## ASSIGNMENT
Write out, word for word, the first line of the data below and every line after it through the one containing "179L590 206L568 212L542".

----- DATASET ENTRIES -----

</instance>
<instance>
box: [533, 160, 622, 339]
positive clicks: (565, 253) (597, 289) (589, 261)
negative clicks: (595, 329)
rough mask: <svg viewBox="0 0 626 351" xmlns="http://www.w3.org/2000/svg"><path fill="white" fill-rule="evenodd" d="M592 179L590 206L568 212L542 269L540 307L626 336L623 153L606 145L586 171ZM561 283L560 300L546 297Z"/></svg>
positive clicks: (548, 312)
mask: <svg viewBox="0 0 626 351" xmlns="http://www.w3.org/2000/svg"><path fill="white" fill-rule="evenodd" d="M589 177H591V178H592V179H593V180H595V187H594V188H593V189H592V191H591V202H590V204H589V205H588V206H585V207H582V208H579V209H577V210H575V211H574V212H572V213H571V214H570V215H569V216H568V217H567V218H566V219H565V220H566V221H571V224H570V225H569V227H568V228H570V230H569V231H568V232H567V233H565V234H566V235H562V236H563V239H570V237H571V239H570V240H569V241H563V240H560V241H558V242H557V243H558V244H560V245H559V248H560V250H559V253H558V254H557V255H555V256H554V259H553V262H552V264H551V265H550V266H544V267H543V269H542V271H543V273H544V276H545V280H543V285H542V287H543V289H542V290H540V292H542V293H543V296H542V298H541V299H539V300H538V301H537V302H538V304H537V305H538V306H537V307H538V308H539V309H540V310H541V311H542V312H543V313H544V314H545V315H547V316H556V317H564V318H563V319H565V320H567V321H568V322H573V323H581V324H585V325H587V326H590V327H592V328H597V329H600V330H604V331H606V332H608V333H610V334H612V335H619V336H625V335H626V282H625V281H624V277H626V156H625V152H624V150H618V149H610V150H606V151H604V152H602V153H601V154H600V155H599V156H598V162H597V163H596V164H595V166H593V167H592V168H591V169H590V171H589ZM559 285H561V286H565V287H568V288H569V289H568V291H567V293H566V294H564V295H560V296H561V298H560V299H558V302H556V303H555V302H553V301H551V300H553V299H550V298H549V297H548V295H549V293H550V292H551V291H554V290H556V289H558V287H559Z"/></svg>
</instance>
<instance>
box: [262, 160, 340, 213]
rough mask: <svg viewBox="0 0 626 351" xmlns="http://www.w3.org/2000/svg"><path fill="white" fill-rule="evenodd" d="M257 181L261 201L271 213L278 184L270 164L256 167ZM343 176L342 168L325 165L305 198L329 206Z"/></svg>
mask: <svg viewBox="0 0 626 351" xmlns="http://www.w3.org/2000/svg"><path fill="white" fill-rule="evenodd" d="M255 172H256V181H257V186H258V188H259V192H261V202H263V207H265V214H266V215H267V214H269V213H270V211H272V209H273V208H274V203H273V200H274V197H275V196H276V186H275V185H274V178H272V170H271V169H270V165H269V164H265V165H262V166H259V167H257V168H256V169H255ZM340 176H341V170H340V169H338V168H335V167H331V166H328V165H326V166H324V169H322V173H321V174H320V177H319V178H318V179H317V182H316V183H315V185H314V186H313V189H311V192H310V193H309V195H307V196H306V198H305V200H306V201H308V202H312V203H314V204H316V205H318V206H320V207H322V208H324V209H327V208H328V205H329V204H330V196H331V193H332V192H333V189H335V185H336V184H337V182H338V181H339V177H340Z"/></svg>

-----

## TASK SOLUTION
</instance>
<instance>
box: [533, 160, 622, 339]
positive clicks: (565, 253) (597, 289) (589, 261)
negative clicks: (595, 329)
rough mask: <svg viewBox="0 0 626 351" xmlns="http://www.w3.org/2000/svg"><path fill="white" fill-rule="evenodd" d="M592 179L590 206L568 212L542 269L540 307L626 336L623 153L606 145L586 171ZM561 283L560 300L546 297Z"/></svg>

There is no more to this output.